Required actions:
[a] In the blog post, where was the wedding in Colorado held?
[b] Write out the part of the blog post between "Doesn't it just" and "the hallway, though.", inclusive.

+++ Source document +++

Doesn't it just look better the other way?
Friday, May 20, 2005
I've been busy in the office playing catchup after the last few weeks. I went to a wedding in Colorado a week ago, held at the Stanley Hotel (famous as Stephen King's inspiration for The Shining). The wedding was great, and I got a chance to see my sister and her kids. The hotel is beautiful. My room was right down the hall from Room 217... saw no blood under the door or twins in the hallway, though.
I have to tell you about the First Communion I mentioned a few posts ago: it was held at a church in Sherman Oaks (in the Valley). As I got there and hugged V.'s husband, he murmured, "Look behind you. It's Norm."
Do we know a Norm? I thought.
I slowly turned around and there behind me was George Wendt. Norrrm! I wound up sitting right in front of him during the service. As we left, V.'s husband shrugged and said, "It's always somebody around here. At David's christening it was Rob Lowe."

+++ Provided data +++

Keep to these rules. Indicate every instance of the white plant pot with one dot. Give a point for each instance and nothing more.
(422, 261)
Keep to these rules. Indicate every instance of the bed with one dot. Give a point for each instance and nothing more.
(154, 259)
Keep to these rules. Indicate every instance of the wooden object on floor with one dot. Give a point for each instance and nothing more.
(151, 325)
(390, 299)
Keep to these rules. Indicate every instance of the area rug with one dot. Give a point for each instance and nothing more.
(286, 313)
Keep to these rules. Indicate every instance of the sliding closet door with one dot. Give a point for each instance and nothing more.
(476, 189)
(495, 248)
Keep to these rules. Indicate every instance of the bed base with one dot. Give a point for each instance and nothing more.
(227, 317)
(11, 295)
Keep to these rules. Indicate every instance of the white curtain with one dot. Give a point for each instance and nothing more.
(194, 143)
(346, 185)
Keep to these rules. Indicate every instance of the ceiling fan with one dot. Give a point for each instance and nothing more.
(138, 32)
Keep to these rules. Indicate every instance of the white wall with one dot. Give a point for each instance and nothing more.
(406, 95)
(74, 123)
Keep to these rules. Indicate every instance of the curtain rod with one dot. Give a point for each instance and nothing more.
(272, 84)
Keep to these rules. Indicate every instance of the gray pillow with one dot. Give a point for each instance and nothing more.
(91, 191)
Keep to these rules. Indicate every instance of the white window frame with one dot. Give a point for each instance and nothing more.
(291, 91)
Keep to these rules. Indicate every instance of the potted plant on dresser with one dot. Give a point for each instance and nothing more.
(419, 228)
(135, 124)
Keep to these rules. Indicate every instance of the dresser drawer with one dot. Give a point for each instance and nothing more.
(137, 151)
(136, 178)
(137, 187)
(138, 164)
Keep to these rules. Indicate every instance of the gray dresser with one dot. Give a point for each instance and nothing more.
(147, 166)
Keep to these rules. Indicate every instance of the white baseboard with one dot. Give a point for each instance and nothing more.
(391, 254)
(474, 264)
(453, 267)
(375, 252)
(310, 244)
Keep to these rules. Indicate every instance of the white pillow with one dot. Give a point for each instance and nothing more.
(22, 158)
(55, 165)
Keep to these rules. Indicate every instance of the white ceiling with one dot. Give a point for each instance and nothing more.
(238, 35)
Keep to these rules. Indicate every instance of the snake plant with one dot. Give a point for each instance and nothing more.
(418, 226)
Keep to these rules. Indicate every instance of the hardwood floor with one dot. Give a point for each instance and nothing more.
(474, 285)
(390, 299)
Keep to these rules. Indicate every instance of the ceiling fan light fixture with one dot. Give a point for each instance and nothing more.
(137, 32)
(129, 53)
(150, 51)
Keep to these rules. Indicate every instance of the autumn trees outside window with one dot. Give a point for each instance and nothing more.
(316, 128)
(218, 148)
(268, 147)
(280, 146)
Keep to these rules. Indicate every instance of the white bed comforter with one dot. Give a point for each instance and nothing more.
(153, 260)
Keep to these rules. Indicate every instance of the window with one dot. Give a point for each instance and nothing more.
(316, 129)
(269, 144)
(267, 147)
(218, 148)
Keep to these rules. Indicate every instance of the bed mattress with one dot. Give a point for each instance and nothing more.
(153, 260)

+++

Written responses:
[a] At the Stanley Hotel.

[b]
Doesn't it just look better the other way?
Friday, May 20, 2005
I've been busy in the office playing catchup after the last few weeks. I went to a wedding in Colorado a week ago, held at the Stanley Hotel (famous as Stephen King's inspiration for The Shining). The wedding was great, and I got a chance to see my sister and her kids. The hotel is beautiful. My room was right down the hall from Room 217... saw no blood under the door or twins in the hallway, though.